• [AIM OF THE EXERCISE]
Count the lines in the rows below that contain the string "gnarled", treating case as significant, and give only the number.

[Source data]
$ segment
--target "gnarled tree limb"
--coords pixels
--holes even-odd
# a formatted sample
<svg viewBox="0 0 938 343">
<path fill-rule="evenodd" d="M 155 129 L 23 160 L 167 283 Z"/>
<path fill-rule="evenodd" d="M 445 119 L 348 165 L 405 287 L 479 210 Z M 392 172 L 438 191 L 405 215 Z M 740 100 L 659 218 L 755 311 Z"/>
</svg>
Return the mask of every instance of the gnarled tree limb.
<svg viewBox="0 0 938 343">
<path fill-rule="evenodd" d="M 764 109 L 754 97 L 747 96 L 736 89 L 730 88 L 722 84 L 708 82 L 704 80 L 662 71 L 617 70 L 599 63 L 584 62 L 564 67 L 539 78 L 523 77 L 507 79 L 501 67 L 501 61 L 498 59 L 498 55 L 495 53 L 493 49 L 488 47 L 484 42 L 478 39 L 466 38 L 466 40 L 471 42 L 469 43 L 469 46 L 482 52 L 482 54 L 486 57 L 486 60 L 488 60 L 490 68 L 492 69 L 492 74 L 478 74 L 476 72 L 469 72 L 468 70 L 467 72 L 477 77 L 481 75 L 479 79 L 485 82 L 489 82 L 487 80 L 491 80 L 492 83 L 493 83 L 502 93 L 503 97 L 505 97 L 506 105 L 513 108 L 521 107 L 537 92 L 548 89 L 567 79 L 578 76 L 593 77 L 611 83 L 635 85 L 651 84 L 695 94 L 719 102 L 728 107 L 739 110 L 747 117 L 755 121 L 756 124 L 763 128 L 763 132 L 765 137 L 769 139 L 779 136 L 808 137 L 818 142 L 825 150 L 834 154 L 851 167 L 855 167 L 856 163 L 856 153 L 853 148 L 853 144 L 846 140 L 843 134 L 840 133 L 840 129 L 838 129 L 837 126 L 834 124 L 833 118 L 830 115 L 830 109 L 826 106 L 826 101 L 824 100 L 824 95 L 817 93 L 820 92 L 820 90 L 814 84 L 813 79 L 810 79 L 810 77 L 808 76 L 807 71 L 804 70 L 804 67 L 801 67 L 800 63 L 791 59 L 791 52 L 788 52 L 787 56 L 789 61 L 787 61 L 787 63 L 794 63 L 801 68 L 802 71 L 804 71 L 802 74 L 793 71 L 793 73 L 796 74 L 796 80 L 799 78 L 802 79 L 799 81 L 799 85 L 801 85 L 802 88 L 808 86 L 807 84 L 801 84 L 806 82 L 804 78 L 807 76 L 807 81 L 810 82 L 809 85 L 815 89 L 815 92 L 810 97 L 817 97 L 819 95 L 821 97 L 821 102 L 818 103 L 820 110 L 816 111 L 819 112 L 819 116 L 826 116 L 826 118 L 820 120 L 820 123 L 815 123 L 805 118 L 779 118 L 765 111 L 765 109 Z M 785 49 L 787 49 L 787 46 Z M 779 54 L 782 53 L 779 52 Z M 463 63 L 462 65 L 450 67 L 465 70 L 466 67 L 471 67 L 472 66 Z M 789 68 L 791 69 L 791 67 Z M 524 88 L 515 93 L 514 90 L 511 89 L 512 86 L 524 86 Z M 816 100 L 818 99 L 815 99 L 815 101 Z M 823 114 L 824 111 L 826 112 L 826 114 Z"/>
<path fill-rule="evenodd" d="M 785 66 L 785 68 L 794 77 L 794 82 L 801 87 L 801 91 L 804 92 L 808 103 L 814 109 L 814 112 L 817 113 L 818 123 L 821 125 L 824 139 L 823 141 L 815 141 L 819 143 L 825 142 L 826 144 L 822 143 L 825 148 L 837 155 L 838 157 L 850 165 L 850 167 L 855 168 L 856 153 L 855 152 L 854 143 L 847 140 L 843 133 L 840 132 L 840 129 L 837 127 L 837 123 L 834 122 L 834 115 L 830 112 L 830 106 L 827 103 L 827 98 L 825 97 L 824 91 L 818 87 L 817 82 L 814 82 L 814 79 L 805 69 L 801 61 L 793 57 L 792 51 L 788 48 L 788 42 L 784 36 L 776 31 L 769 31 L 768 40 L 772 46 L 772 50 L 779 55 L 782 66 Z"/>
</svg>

• [ANSWER]
2